--- Exercise brief ---
Write out each line that follows exactly as it stands, without the pictures.

--- Given information ---

──────────────────────────────

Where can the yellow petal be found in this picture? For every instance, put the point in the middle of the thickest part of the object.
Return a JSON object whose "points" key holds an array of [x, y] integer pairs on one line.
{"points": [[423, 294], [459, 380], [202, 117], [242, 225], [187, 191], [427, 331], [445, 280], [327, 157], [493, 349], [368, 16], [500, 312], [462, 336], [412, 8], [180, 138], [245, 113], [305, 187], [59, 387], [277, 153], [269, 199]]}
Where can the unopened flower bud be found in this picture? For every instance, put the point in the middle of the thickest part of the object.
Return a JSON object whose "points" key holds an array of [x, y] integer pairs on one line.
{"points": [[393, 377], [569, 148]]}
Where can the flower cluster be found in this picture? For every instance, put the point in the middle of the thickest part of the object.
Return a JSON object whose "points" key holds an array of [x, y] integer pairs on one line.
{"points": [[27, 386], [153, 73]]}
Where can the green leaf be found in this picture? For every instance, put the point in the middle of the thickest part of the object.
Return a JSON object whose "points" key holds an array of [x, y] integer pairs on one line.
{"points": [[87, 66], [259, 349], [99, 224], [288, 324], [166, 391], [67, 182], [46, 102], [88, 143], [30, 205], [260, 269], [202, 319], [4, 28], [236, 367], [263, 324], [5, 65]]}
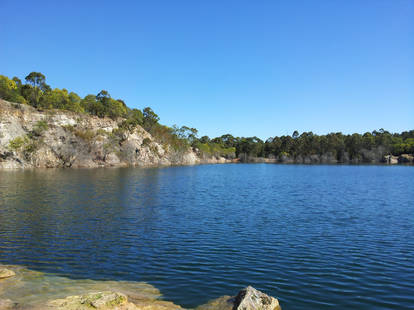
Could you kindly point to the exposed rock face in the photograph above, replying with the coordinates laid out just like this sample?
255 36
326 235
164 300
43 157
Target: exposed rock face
33 139
251 299
7 304
6 273
392 160
247 299
406 159
98 300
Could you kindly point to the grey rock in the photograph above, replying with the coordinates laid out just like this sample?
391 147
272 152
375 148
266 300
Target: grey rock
252 299
6 273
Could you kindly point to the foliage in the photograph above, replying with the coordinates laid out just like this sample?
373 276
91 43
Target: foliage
342 147
17 143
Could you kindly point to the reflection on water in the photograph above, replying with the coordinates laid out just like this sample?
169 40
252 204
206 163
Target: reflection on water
316 237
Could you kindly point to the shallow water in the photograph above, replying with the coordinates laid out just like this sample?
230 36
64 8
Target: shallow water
316 237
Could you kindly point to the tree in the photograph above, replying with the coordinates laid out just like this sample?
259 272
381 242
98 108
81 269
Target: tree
37 81
9 90
150 118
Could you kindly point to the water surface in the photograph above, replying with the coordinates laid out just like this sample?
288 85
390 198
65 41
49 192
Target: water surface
316 237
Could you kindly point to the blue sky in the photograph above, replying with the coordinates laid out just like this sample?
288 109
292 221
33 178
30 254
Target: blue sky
261 68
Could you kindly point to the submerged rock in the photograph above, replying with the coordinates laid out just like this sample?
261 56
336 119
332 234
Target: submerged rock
247 299
97 300
252 299
6 273
109 301
7 304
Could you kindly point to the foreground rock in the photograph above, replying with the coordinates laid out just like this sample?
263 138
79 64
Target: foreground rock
6 273
251 299
7 304
247 299
98 300
108 301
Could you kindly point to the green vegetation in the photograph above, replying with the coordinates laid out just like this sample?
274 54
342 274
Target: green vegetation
35 92
17 143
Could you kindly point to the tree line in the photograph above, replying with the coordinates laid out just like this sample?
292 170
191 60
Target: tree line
341 147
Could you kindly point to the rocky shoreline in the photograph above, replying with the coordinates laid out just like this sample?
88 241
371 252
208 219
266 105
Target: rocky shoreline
55 138
23 289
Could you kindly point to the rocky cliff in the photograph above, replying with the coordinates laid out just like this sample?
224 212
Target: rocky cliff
55 138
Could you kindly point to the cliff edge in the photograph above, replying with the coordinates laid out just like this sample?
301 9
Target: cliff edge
55 138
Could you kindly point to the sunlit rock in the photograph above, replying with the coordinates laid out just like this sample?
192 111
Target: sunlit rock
96 300
6 273
247 299
252 299
7 304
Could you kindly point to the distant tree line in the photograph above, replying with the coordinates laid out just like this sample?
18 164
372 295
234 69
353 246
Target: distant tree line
338 146
367 147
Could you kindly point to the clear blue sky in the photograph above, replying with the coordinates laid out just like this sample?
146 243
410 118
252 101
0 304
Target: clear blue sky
261 68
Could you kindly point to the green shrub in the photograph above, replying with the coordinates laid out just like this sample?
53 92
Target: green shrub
17 143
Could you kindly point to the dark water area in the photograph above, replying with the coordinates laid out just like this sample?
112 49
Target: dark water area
315 237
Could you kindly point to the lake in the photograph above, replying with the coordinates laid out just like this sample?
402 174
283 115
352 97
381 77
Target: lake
315 237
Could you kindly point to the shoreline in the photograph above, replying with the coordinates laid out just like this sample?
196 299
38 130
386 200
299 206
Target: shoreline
23 289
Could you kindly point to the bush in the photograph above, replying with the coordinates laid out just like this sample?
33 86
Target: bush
17 143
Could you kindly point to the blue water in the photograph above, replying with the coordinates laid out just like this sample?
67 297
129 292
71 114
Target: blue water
316 237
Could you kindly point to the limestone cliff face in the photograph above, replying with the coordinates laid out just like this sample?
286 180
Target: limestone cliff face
55 138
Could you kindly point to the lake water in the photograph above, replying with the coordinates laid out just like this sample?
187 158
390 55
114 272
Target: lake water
316 237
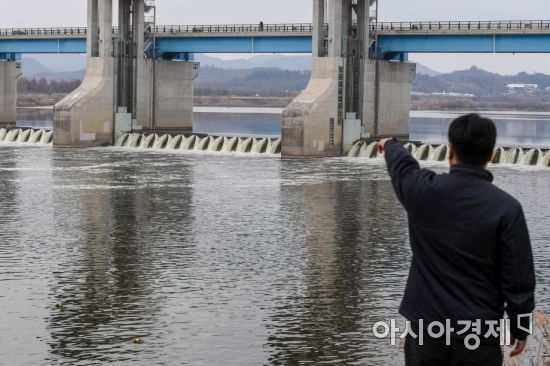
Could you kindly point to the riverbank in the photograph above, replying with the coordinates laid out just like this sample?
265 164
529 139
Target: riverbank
45 100
418 103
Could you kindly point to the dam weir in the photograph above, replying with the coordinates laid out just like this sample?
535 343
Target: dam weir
434 152
270 146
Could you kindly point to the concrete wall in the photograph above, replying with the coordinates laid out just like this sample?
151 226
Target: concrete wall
394 98
311 127
85 117
173 93
8 92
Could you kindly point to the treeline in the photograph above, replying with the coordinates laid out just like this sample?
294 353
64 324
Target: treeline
476 81
262 81
45 86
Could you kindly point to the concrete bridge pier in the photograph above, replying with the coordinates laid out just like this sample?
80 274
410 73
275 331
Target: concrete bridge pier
9 72
351 93
126 87
85 117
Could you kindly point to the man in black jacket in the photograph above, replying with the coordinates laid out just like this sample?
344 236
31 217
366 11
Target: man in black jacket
472 257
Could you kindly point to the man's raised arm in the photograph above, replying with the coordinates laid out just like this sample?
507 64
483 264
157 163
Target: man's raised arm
406 175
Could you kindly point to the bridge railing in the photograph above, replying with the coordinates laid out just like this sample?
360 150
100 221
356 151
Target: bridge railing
43 31
235 28
526 25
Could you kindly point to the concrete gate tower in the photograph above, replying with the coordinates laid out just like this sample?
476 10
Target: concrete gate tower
125 86
351 94
10 70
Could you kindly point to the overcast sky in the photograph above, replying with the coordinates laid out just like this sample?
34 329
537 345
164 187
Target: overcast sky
40 13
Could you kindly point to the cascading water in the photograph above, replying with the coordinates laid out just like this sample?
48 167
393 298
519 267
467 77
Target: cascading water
423 152
213 144
133 140
147 141
35 136
355 149
439 153
121 140
23 136
244 145
258 146
229 144
160 142
173 142
216 144
12 136
502 155
188 143
26 136
202 143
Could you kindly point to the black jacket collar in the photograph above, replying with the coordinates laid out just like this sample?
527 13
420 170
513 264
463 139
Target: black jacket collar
472 170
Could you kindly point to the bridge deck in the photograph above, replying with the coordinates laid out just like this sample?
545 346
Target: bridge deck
394 38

──────────────────────────────

--- Answer for the task ---
Where can the yellow petal be found in this picture? For every instance, put the point in the middle of the thickest part of the object.
Return a JSON object whose "points" key holds an array of [x, y] integer pairs on one line.
{"points": [[423, 294], [459, 380], [202, 117], [242, 225], [187, 191], [427, 331], [445, 280], [327, 157], [493, 349], [368, 16], [500, 312], [462, 336], [412, 8], [180, 138], [245, 113], [305, 187], [59, 387], [277, 153], [269, 199]]}
Where can the unopened flower bud be found in this picture? For every instance, put the point in the middle of the thickest part of the object.
Return a JSON object whose "points" key holds an array of [x, y] integer pairs on one line.
{"points": [[393, 377], [569, 148]]}
Where can the flower cluster be found in this picture? For every instance, put the point in the middle of the thickest part of the object.
Return a JSON object whose "points" key holds an array of [x, y] integer pairs on one line.
{"points": [[27, 386], [153, 73]]}
Where can the green leaf be found in this picture? For every instance, put the point in the middle of the thickest part of the object.
Return a JSON object whose "points" key holds an array of [x, y] integer pairs on one line.
{"points": [[87, 66], [259, 349], [99, 224], [288, 324], [166, 391], [67, 182], [46, 102], [88, 143], [30, 205], [260, 269], [202, 319], [4, 28], [236, 367], [263, 324], [5, 65]]}
Could you kindly point to the exposed rock face in the photograph above, replying with the coordinates laid out just like this sample?
255 36
326 235
164 300
43 157
Target: exposed rock face
33 139
251 299
7 304
6 273
392 160
247 299
406 159
98 300
Could you kindly point to the grey rock in the photograph above, replying with the coordinates laid out just like this sample?
391 147
272 152
375 148
266 300
Target: grey rock
252 299
6 273
Could you kindly point to the foliage in the photograph above, replying with the coordinates laid out just like this sample?
373 276
91 43
Target: foliage
342 147
17 143
Could you kindly point to the reflection on water in the photograph above, replying with the coordinates laid out just like this sample?
169 40
252 204
206 163
Target: reflection on water
316 237
Could you kindly point to the shallow water in the photograph above, replying with the coordinates laid out just like this sample?
230 36
64 8
Target: shallow water
316 237
Could you kindly point to the tree in the photograph above, replying with the coordinates laid out just like this sample?
259 272
381 242
98 108
81 269
Target: tree
37 81
9 90
150 118
Could you kindly point to the water surface in the photograph above, replying with the coordinates laid out just like this sample?
288 85
390 198
65 41
49 192
Target: water surface
316 237
Could you kindly point to the blue sky in the photograph above, replying with the coordinates laid out just like this sample?
288 109
292 221
33 178
30 254
Target: blue sky
261 68
Could you kindly point to the submerged rock in the photograph above, replying with the coordinates laid out just like this sample?
261 56
336 119
332 234
Target: submerged rock
247 299
97 300
252 299
6 273
109 301
7 304
Could you kindly point to the foreground rock in the photograph above, replying with the coordinates laid out just like this sample?
263 138
79 64
Target: foreground rock
6 273
251 299
7 304
247 299
98 300
108 301
Could you kindly point to the green vegetation in the photograph above, replying with the coordinates laid out just like this sample?
274 54
342 274
Target: green vegetation
35 92
17 143
Could you kindly point to the tree line in the photograph above, replying with the coordinates laid out just like this sample?
292 170
191 60
Target: tree line
341 147
Could you kindly point to the rocky shoreline in the photograph above, replying with the coordinates laid out just like this sample?
88 241
371 252
208 219
266 105
Target: rocky shoreline
55 138
23 289
Could you kindly point to the rocky cliff in the photograph above, replying with the coordinates laid out just like this sample?
224 212
Target: rocky cliff
55 138
Could you kindly point to the cliff edge in the photograph above, replying with the coordinates laid out just like this sample?
301 9
Target: cliff edge
55 138
Could you kindly point to the sunlit rock in the photograph above, replying with the coordinates laid out just like this sample?
192 111
Target: sunlit rock
96 300
6 273
247 299
252 299
7 304
Could you kindly point to the distant tree line in the photograph above, replying with the coordinates laid out just like this sample?
18 164
372 295
234 69
353 246
Target: distant tree line
338 146
367 147
Could you kindly point to the clear blue sky in the photograph above, replying with the coordinates laid out just like this sample?
146 243
410 118
252 101
0 304
Target: clear blue sky
261 68
Could you kindly point to the green shrub in the photograph above, replying with the coordinates laid out just like this sample?
53 92
Target: green shrub
17 143
Could you kindly point to the dark water area in the photograph above, replying with the coordinates laid out just like this sample?
112 49
Target: dark water area
315 237
Could you kindly point to the lake in the photograph above, replying with the coordinates laid out just like this sample?
402 174
283 115
352 97
381 77
Target: lake
315 237
Could you kindly point to the shoreline in the photograph above, replying with the coordinates laid out just like this sample?
196 299
38 130
386 200
299 206
Target: shoreline
23 289
Could you kindly point to the bush in the photograph above, replying with the coordinates laid out just like this sample?
33 86
Target: bush
17 143
Could you kindly point to the blue water in the photograph above, replying with the coordinates laid out just like this sample?
67 297
129 292
71 114
Target: blue water
316 237
Could you kindly point to the limestone cliff face in the photograph above, replying with the coordinates laid out just like this sample?
286 180
Target: limestone cliff face
55 138
Could you kindly point to the lake water in the photograph above, replying with the coordinates laid out just like this sample?
187 158
390 55
114 272
Target: lake water
316 237
Could you kindly point to the riverbank in the photograph above, replying with the coordinates laid out just like this sample?
265 164
529 139
Target: riverbank
45 100
418 103
Could you kindly point to the dam weir in the photograph above, replying with the coordinates laid out just like this sample?
535 343
Target: dam weir
434 152
270 146
Could you kindly point to the concrete wall in the photograph above, replying with the coordinates laid out just like this sample?
151 226
Target: concrete wall
394 98
311 127
85 117
173 93
8 92
Could you kindly point to the treeline in the photograph above, replying with the coordinates laid out just like this sample?
294 353
64 324
Target: treeline
476 81
262 81
45 86
Could you kindly point to the concrete bridge pier in the photograph above, replying with the coordinates laid out just like this sample?
80 274
410 73
275 331
Target: concrete bridge pier
9 72
351 93
126 87
85 117
Could you kindly point to the man in black jacket in the photograph above, replying with the coordinates laid out just like this sample?
344 236
31 217
366 11
Target: man in black jacket
472 257
Could you kindly point to the man's raised arm in the photograph above, replying with the coordinates laid out just like this sample?
507 64
483 264
157 163
Target: man's raised arm
406 175
Could you kindly point to the bridge railing in the photograph above, replying with the coordinates laid out just like this sample?
360 150
100 221
356 151
Target: bridge railing
43 31
235 28
526 25
Could you kindly point to the concrete gate tower in the photograph above, replying with the coordinates laid out just like this sample?
476 10
Target: concrete gate tower
125 86
351 94
10 70
Could you kindly point to the overcast sky in the photograph above, replying with the coordinates laid out just like this sample?
34 329
537 345
164 187
Target: overcast sky
40 13
Could you kindly point to the cascading water in the photograph above, replying with the coordinates laid out just like this sample?
48 167
393 298
519 267
467 77
Target: cascading water
423 152
213 144
133 140
147 141
35 136
355 149
439 153
121 140
23 136
244 145
258 146
229 144
160 142
173 142
216 144
12 136
502 155
188 143
26 136
202 143
Could you kindly point to the black jacket collar in the photograph above, replying with the coordinates laid out just like this sample?
527 13
420 170
513 264
463 139
Target: black jacket collar
472 170
Could you kindly point to the bridge deck in the photograph above, replying with the coordinates laid out just like this sample?
545 346
Target: bridge deck
394 38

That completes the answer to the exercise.